→ **Stated exercise A**
Copy the Tangier passage word for word, from "Miriem lives across" up to and including "cauliflower and sheep.".

To encourage a mental recovery I made the short trek to the Oasis grocery store in hopes of splurging on my favorite cookies. I ran into my Spanish neighbor, on an actual “treasure hunt” designed by her boyfriend for her birthday. I can’t decide if this is romantic or adorable or a ploy to get her to buy all the necessary items for the dinner he had planned (when I spotted her she was holding several varieties of fancy cheese). It pushed me over the edge into a lovey mode, and got me asking my DVD vendor (only one of three left standing) for a movie “about love. A good story.” He searched for a few seconds before pulling something out with a confident thumbs up. The English translation of the Arabic title read “About love and affection. A good love story.”

The second day of Ashora was the first day of Spring in Tangier. Heartwarming, seeing as how I can assume my bedroom at home is still overlooking dirty mounds of snow and sludge. I celebrated by taking the three dirham taxi to Sweni. I must have been delirious from my flu meds to have ventured so close to Casa Barata on a Sunday, and a holiday, to boot. Something inside me could anticipate the nightly greeting from the cinema staff “where were you all day?” and just wanted to be able to respond, “Sweni!” I base a lot of my decisions on words. It’s a dangerous business.

The ride ends right across the street from my favorite apartment building in Tangier, all white with a row of nine windows with red shutters and the most beautiful laundry stuffed in the frames or hanging in the droop of the line tied between two frames. I brought all of my cameras and stole every angle of its rectangular soul. Groups of boys haggle me like I’m a spectator sport. Most of the harassments amount to “she’s taking a picture she’s taking a picture…she’s still taking a picture still taking a picture.”
Miriem lives across the street –that’s how I discovered the building in the first place- but I was still surprised to run into her. I’m thankful for it, I think it helped my street cred. She walked me to the main road and left me roaming free to photograph the men selling odd pairs of things, like cabbage and sheep, or cauliflower and sheep.
I wandered that street, flagging taxis that never stopped, long enough to see the bus stop crowd triple. I did eventually make it home in time to say goodnight to Bisoux and her brood, all nestled like sisters beside a pile of deep fried fish heads.

Thursday, February 8, 2007

"Hates Travelling"

I am discovering that people generally don't like the same things, city-wise, as I do, and I feel even further removed from Moroccan culture as a self-declared bad hostess. I think the Kashmiri tactic is to cook as much food as possible in order to either satiate or stupify your guests so they are not even aware that they aren't having fun.

The tangoaua* wind is fierce tonight, and I am half-certain the glass in my window will crack and burst into a frenzy of blinding shards while I am asleep, and the-other-half-certain that the window will swing open and let the tornadoing dust and flying animals into my bedroom.

→ **Stated exercise B**
Report every line in the rows that contains the string "referee", matching case exactly.

→ **Given records**
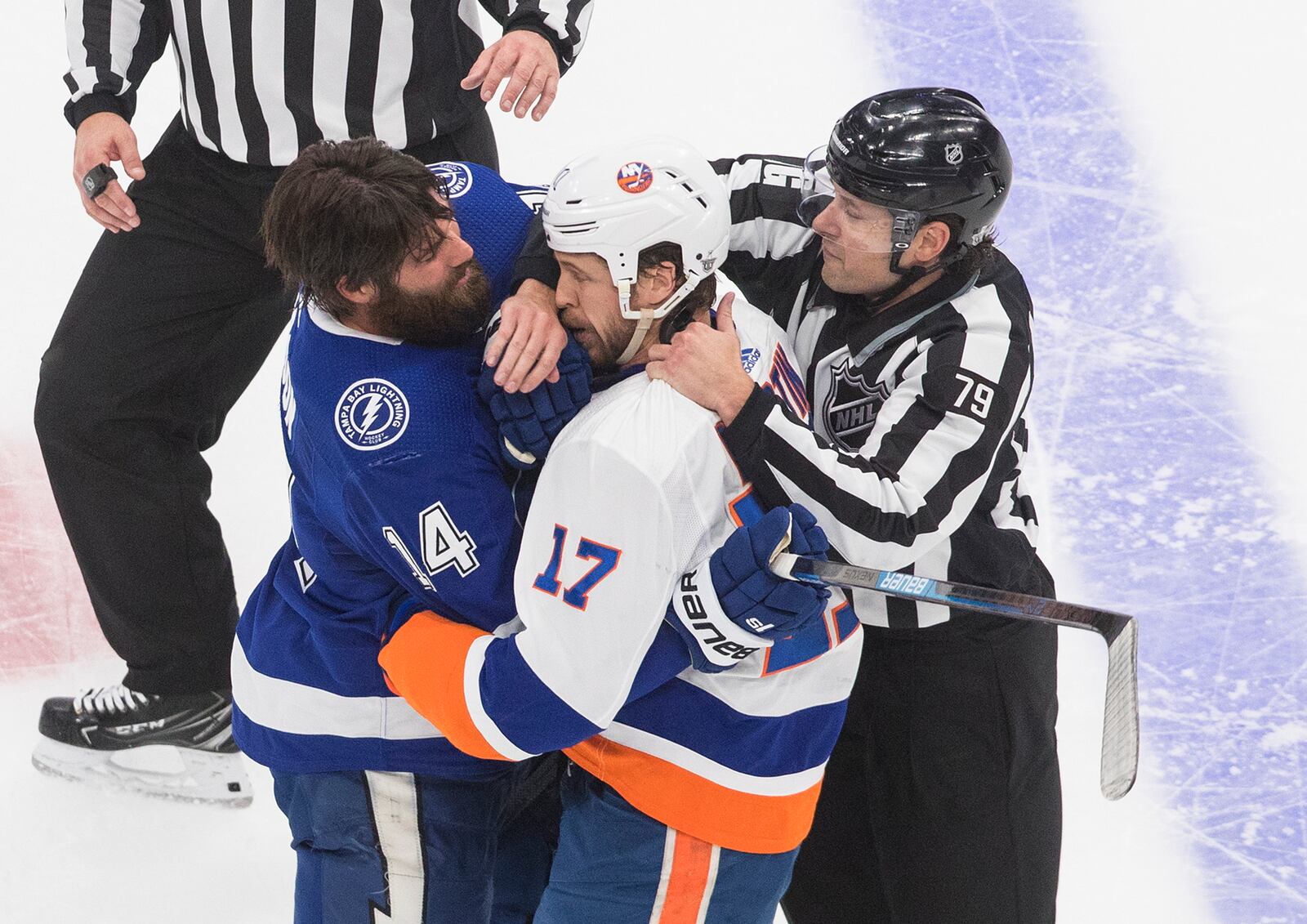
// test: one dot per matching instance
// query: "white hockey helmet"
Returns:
(624, 198)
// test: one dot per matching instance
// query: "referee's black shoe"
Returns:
(173, 745)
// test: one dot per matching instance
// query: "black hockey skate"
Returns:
(173, 745)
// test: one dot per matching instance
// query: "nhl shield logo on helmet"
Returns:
(372, 413)
(455, 178)
(636, 176)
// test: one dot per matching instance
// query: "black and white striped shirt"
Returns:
(261, 78)
(914, 453)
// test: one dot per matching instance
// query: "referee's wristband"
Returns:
(97, 179)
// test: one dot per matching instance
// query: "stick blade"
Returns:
(1121, 758)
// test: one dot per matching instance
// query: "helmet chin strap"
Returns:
(908, 277)
(647, 315)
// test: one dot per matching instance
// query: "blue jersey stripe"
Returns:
(757, 745)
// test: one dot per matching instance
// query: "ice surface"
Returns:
(1165, 413)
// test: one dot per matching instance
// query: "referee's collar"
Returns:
(863, 329)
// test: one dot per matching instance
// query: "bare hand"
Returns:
(703, 362)
(529, 339)
(531, 59)
(105, 137)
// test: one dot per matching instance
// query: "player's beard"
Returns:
(442, 316)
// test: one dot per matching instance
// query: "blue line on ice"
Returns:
(1157, 489)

→ **Correct response A**
Miriem lives across the street –that’s how I discovered the building in the first place- but I was still surprised to run into her. I’m thankful for it, I think it helped my street cred. She walked me to the main road and left me roaming free to photograph the men selling odd pairs of things, like cabbage and sheep, or cauliflower and sheep.

→ **Correct response B**
// query: "referee's black shoe"
// query: "referee's wristband"
// query: "referee's collar"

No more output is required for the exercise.